Data to process »

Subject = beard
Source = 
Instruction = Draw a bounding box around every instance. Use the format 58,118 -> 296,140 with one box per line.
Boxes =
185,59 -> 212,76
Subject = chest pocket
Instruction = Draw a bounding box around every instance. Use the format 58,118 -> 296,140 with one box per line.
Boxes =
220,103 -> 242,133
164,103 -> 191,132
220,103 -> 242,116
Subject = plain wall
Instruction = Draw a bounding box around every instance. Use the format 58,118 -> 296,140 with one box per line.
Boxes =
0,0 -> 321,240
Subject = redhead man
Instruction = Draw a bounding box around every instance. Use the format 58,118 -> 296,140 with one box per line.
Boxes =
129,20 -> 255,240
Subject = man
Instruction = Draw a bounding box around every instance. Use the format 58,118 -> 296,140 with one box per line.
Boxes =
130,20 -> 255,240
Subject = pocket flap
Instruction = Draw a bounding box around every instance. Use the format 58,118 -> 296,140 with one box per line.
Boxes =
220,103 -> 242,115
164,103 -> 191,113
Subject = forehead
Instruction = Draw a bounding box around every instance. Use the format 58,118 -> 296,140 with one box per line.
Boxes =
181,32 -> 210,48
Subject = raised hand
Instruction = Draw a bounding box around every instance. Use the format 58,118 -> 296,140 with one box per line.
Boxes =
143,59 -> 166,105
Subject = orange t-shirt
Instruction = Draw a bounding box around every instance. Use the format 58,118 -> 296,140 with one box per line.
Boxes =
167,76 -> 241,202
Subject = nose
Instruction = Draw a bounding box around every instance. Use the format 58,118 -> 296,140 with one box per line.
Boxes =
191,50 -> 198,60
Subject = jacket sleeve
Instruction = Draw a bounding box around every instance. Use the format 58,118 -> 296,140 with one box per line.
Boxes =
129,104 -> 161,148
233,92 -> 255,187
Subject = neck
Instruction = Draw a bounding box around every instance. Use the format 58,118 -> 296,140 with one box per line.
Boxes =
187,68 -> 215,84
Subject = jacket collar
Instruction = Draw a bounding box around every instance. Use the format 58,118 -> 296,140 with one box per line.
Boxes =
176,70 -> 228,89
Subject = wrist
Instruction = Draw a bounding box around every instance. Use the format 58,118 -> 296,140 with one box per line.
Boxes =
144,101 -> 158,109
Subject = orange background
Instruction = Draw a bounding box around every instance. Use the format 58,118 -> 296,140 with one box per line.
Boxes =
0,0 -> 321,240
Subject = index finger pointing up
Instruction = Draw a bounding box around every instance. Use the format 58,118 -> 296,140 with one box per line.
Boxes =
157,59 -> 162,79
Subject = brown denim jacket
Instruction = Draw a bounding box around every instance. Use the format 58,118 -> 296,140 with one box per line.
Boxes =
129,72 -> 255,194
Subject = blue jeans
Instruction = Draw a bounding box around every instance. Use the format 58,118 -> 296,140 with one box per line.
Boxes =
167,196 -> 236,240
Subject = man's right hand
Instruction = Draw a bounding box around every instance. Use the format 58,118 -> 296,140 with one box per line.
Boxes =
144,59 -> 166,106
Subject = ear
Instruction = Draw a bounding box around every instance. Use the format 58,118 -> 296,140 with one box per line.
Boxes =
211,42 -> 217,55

What the task asks »
Turn every item above into one numbered list with one line per entry, leaving out any blank lines.

Solution below »
1. Subject = beard
2. Source = 
3. Instruction = Draw a bounding box around every instance. Use the format 58,118 -> 296,140 with one box per line.
4. Boxes =
5. 185,59 -> 212,76
6. Subject = chest pocket
7. Instruction = Draw a bounding box around every instance. Use the format 58,118 -> 296,140 with one box per line.
8. Boxes =
9. 220,103 -> 242,133
10. 164,103 -> 191,132
11. 220,103 -> 242,116
12. Subject = plain wall
13. Instruction = Draw a bounding box around every instance. Use the format 58,118 -> 296,140 with one box per line.
14. Boxes =
15. 0,0 -> 321,240
16. Subject = redhead man
17. Instruction = Draw a bounding box around every instance. Use the format 58,118 -> 296,140 with one box per line.
18. Boxes =
19. 129,20 -> 255,240
20. Subject = man
21. Instruction = Draw a bounding box around every instance. Use the format 58,118 -> 296,140 with one box per line.
22. Boxes =
23. 130,20 -> 255,240
24. Subject = pocket flap
25. Instruction = Draw a bounding box around every instance. Use the format 58,118 -> 296,140 with one box per line.
26. Boxes =
27. 220,103 -> 242,115
28. 164,103 -> 191,113
29. Subject = forehead
30. Instruction = Draw a bounding box around every instance. Use the format 58,118 -> 296,140 with one box per line.
31. Boxes =
32. 181,32 -> 210,48
33. Subject = raised hand
34. Instruction = Draw a bounding box around every instance. Use the format 58,118 -> 296,140 with one box per line.
35. Boxes =
36. 143,59 -> 166,105
37. Subject = orange t-shirt
38. Instruction = Draw a bounding box around every instance. Use the format 58,118 -> 296,140 with one box per line.
39. Boxes =
40. 167,76 -> 241,202
41. Subject = nose
42. Instruction = Draw a bounding box around every instance. Use the format 58,118 -> 296,140 with one box per line.
43. Boxes =
44. 191,50 -> 198,60
45. Subject = jacket sleeve
46. Instruction = Draw a bounding box around every instance. Use the format 58,118 -> 296,140 with one box per line.
47. Boxes =
48. 129,104 -> 161,148
49. 233,92 -> 255,187
50. Subject = neck
51. Instruction = Draw a bounding box around every instance. Use the format 58,118 -> 296,140 with one box per line.
52. Boxes =
53. 187,68 -> 215,84
54. Subject = jacket collar
55. Instruction = Draw a bounding box around every instance. Use the format 58,118 -> 296,140 with one box per line.
56. Boxes =
57. 176,70 -> 228,89
58. Subject = wrist
59. Instruction = Draw a bounding box around every instance. Use the format 58,118 -> 296,140 with one box per line.
60. Boxes =
61. 144,101 -> 158,109
62. Subject = orange background
63. Instruction = Draw a bounding box around every instance. Use the format 58,118 -> 296,140 with one box per line.
64. Boxes =
65. 0,0 -> 321,240
66. Subject = index finger pointing up
67. Instruction = Draw a bounding box around every instance. Use the format 58,118 -> 296,140 with one box per line.
68. Boxes =
69. 157,59 -> 162,79
70. Subject = brown denim jacket
71. Instruction = Draw a bounding box around every instance. Use the format 58,118 -> 296,140 with one box per line.
72. Boxes =
73. 129,72 -> 255,194
74. Subject = blue jeans
75. Instruction = Draw a bounding box around every instance. Use the format 58,118 -> 296,140 with one box per line.
76. Boxes =
77. 167,196 -> 236,240
78. Subject = man's right hand
79. Instruction = Draw a bounding box around every instance. Use the format 58,118 -> 296,140 with one box per line.
80. Boxes =
81. 144,59 -> 166,106
82. Subject = ear
83. Instruction = Draw a bounding box around every instance. Use the format 58,118 -> 296,140 with one box per line.
84. Boxes =
85. 211,42 -> 217,55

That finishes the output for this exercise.